* _Set exercise 1_
Answer these questions using the employment law analysis:
(a) On what date was the Bill laid before Parliament?
(b) What is the largest financial penalty that could be imposed on employer Respondents?
(c) What is the current maximum compensatory award for unfair dismissal?
* _Set exercise 2_
The employment law analysis describes the Bill's general roadmap for the ACAS conciliation scheme. List every step in that roadmap.
* _Set exercise 3_
Copy everything in the employment law analysis from "- The time limit" down to "dispute resolution regulations.".

* _Source passage_
>>>
Concrete proposals for employment law changes - our analysis11th Jun 2012
The employment law section of The Enterprise & Regulatory Reform Bill laid before Parliament on 23 May 2012 reveals how the government seeks to facilitate easier resolution of disputes at work: via the introduction of a mandatory period of “pre- claim” ACAS conciliation.
The Bill also sets out a number of additional government employment proposals which include the following:
- a reduction of the “loss of earnings” award for unfair dismissal by at least 65%;
- restricting whistleblowing legislation so that disclosures by whistleblowers will have to be “in the public interest” before the whistleblower is protected from retaliation by their employer;
- Imposing a financial penalty of up to £5,000 (payable to the state not the employee) on employer Respondents where they have lost their claim where they are “aggravating features.”
Let’s look at these in turn:-
Dispute Resolution - ACAS conciliation scheme
Whilst not all the details of this conciliation scheme have been published - they will be fleshed out in “secondly” legislation if the Bill is passed - the Bill sets out the general roadmap:-
- Prior to filing an Employment Tribunal claim, the prospective claimant must submit “prescribed” information to ACAS.
- The assigned ACAS conciliation officer will “endeavour to promote a settlement between the parties.”
- The time limit for lodging the claim will be extended/paused (by as yet an unspecified amount) to allow for ACAS conciliation.
- If ACAS fails to achieve a settlement it will issue the parties with a certificate which will trigger the claimant’s right to issue Tribunal proceedings and will start the “time limit” clock again.
Our view: Whilst we don’t doubt the importance of alternative dispute resolution, we are concerned that all this stopping and starting of the “time limit” clock - dependent on the specific mechanics of the prospective claimant’s submission to ACAS of “prescribed” information at the start of the process, and the sending of an ACAS certificate to the prospective claimant at the end - may lead to more rather than less litigation in much the same way as we saw after the introduction of the (now abolished) 2004 statutory dispute resolution regulations.
The scheme would, of course, also place considerable extra demands on ACAS and were it introduced it would remain to be seen whether ACAS capacity would be overstretched by the new demands.
Unfair dismissal compensation
The Bill proposes to give the relevant minister powers to restrict the compensatory award of unfair dismissal claims to around £26,000 (the estimated median annual earnings in the UK) down from the current maximum of £72,300.
Our view: This would be a huge change - a welcome pro-employer move in this tough business climate on the one hand, but on the other, an erosion of rights in particular of reasonably well paid employees and employees who (through no fault of their own) take considerably more than 12 months to obtain alternative employment after being unfairly dismissed.
<<<
* _Recorded data_
>>>
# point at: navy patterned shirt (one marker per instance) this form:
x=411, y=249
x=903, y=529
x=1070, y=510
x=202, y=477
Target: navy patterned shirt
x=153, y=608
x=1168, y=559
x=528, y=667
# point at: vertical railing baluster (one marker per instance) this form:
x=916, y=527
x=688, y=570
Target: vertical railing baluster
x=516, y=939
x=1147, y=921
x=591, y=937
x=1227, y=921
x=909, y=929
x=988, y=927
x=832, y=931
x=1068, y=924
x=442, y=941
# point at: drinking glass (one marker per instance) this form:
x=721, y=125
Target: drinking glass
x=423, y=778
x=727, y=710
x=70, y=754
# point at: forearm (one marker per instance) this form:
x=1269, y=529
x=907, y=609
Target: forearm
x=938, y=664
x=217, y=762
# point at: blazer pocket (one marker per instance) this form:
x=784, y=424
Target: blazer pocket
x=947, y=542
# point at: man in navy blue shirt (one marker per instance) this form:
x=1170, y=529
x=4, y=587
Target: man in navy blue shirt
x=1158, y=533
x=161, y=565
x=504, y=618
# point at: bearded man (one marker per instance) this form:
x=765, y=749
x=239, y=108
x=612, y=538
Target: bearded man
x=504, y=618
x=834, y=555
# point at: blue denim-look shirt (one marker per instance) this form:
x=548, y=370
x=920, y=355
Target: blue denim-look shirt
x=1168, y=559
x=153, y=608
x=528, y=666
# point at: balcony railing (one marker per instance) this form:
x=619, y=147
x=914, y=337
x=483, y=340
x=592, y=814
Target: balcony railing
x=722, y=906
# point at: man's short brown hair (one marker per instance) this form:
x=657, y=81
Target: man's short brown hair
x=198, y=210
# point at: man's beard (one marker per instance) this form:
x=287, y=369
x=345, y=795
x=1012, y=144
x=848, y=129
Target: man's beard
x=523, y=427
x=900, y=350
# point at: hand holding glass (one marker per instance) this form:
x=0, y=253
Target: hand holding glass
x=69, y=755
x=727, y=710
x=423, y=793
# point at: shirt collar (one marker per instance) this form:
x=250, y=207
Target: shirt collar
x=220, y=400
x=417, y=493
<<<
* _Full answer 1_
(a) 23 May 2012
(b) £5,000
(c) £72,300

* _Full answer 2_
- Before filing an Employment Tribunal claim, the prospective claimant must submit "prescribed" information to ACAS.
- The assigned ACAS conciliation officer will "endeavour to promote a settlement between the parties."
- The time limit for lodging the claim will be extended or paused, by an amount not yet specified, to allow for ACAS conciliation.
- If ACAS fails to achieve a settlement, it will issue the parties with a certificate. The certificate triggers the claimant's right to issue Tribunal proceedings and starts the "time limit" clock again.

* _Full answer 3_
- The time limit for lodging the claim will be extended/paused (by as yet an unspecified amount) to allow for ACAS conciliation.
- If ACAS fails to achieve a settlement it will issue the parties with a certificate which will trigger the claimant’s right to issue Tribunal proceedings and will start the “time limit” clock again.
Our view: Whilst we don’t doubt the importance of alternative dispute resolution, we are concerned that all this stopping and starting of the “time limit” clock - dependent on the specific mechanics of the prospective claimant’s submission to ACAS of “prescribed” information at the start of the process, and the sending of an ACAS certificate to the prospective claimant at the end - may lead to more rather than less litigation in much the same way as we saw after the introduction of the (now abolished) 2004 statutory dispute resolution regulations.